Show every line of the listing below that contains the string "zipper".

==== Data in this exercise ====

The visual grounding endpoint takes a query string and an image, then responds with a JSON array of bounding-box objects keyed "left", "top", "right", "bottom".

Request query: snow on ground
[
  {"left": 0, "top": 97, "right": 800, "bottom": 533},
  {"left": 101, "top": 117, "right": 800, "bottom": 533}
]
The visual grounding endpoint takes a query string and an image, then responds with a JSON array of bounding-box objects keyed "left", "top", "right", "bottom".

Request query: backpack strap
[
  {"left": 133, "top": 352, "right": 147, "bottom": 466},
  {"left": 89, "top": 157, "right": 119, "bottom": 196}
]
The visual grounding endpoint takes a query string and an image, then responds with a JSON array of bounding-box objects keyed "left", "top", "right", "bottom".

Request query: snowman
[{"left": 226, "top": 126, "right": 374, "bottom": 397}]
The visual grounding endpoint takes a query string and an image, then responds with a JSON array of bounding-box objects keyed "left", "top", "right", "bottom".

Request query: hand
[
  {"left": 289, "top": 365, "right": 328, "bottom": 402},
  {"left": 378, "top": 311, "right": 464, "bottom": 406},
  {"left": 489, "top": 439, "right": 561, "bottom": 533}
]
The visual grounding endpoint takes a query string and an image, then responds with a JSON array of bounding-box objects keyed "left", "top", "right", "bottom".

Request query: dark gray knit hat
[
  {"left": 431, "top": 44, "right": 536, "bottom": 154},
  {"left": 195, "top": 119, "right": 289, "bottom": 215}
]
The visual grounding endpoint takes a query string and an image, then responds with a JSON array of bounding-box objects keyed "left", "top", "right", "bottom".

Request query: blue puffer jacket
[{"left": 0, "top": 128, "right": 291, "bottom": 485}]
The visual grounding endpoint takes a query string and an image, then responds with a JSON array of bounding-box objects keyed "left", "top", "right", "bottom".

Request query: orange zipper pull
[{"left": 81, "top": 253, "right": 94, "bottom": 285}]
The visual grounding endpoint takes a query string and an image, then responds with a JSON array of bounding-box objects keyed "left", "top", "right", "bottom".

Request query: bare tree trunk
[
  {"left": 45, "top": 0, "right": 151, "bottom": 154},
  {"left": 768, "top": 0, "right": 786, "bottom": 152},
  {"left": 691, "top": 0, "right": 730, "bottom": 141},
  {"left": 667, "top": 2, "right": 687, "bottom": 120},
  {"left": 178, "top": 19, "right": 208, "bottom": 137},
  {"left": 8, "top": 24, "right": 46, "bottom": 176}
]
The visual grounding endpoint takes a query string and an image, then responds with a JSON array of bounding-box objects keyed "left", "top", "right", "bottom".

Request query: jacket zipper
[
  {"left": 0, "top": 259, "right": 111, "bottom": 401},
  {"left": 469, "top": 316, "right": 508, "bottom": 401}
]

====

Response »
Request query: orange zipper pull
Request query: jacket zipper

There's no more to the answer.